[begin Passage]
The Florida Panthers: To almost everyone’s surprise, the Florida Panthers are at the top of the Atlantic Division standings, ahead of the likes of Montréal and Tampa Bay. The Panthers’ success is even more surprising considering 43-year-old Jaromir Jagr is their leading scorer. Jagr, combined with Jonathan Huburdeau and Aleksander Barkov, has been a part of the one the most surprisingly dominant lines in the NHL so far this year. Add that to Roberto Luongo’s Vezina-like play and their position in the standing starts to make a little more sense.

Rookies: After last season featured the impressive debuts of Johnny Gaudreau, Fillip Forsberg, and Aaron Ekblad, this year might have and one of the most potent rookie classes in recent years. Most people expected Connor McDavid and Jack Eichel to be among the most talked about rookies, but a slow start from Eichel and an injury to McDavid have paved the way for Artemi Panarin, Max Domi, and Dylan Larkin to garner attention. Panarin leads all rookies in points, racking up 34 in 39 games, while Larkin sits tied for second in the league with a +21 rating.

Patrick Kane: Patrick Kane is on pace to set a new career high in points with his current 117-point-pace. His play is on another level right now, as he casually put up a 26-game point steak that ended in December and continues to lead the league in scoring. Kane’s career year is much needed as last year’s leading scorer, Jamie Benn, only tallied 87 points, leading to questions about the decline in scoring and if the age of the 100-point player is gone.

THREE DOWN

The Tampa Bay Lightning: Unlike their southern counterparts, the Tampa Bay Lightning currently sit outside of a playoff spot after making the Stanley Cup finals last season. Also, all eyes are on Steven Stamkos’ contract situation as he continues to favourite tweets about him and his hometown team in Toronto with no contract extension in place and the trade-deadline looming ahead. Losing a player like Stamkos would be devastating, but add that to Jonathan Drouin requesting a trade and there are serious question marks about the Lightning.
[end Passage]
[begin Data block]
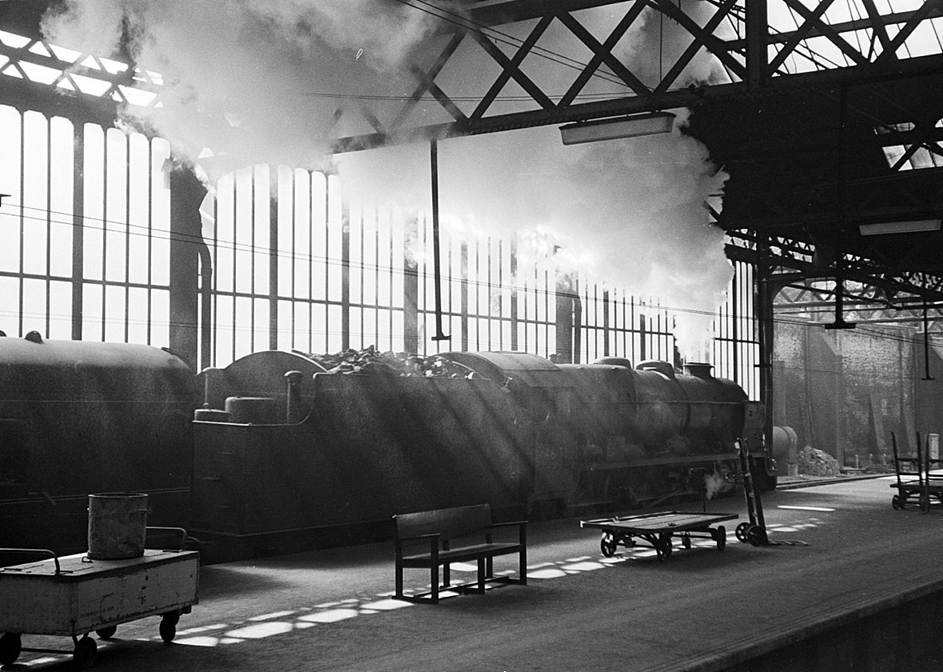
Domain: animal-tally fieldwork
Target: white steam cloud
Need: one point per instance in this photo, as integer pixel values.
[end Data block]
| Your instructions |
Carry on the hockey roundup from its last sentence. The material after the hockey roundup is separate from it.

| Expected answer |
The Pacific Division: The Pacific division is not what is used to be. The only sure-fire playoff team as of now is the Los Angeles Kings, meanwhile the rest of the division fights it out while being just as close to the making the playoffs as they are to being dead-last in the league. Many predicted teams like Anaheim to be in the finals, or San Jose to at least make the playoffs, but the Ducks are only two points ahead of the Edmonton Oilers. There is little doubt the Pacific is the worst division in in the NHL, especially when the Vancouver Canucks currently occupy third place despite having the second most losses out of any team in the NHL.

Sidney Crosby: The most prominent face in hockey is on a 63-point-pace, raising questions about his decline and if we’ll ever see the same dominant Sidney Crosby that put up 100-point seasons in the past. Last season was the worst statistical season of Crosby’s career,and he was still over a point-per-game. This season, his slump couldn’t come at a worse time as the Pittsburgh Penguins are in tough to make the playoffs in a strong Metropolitan Division.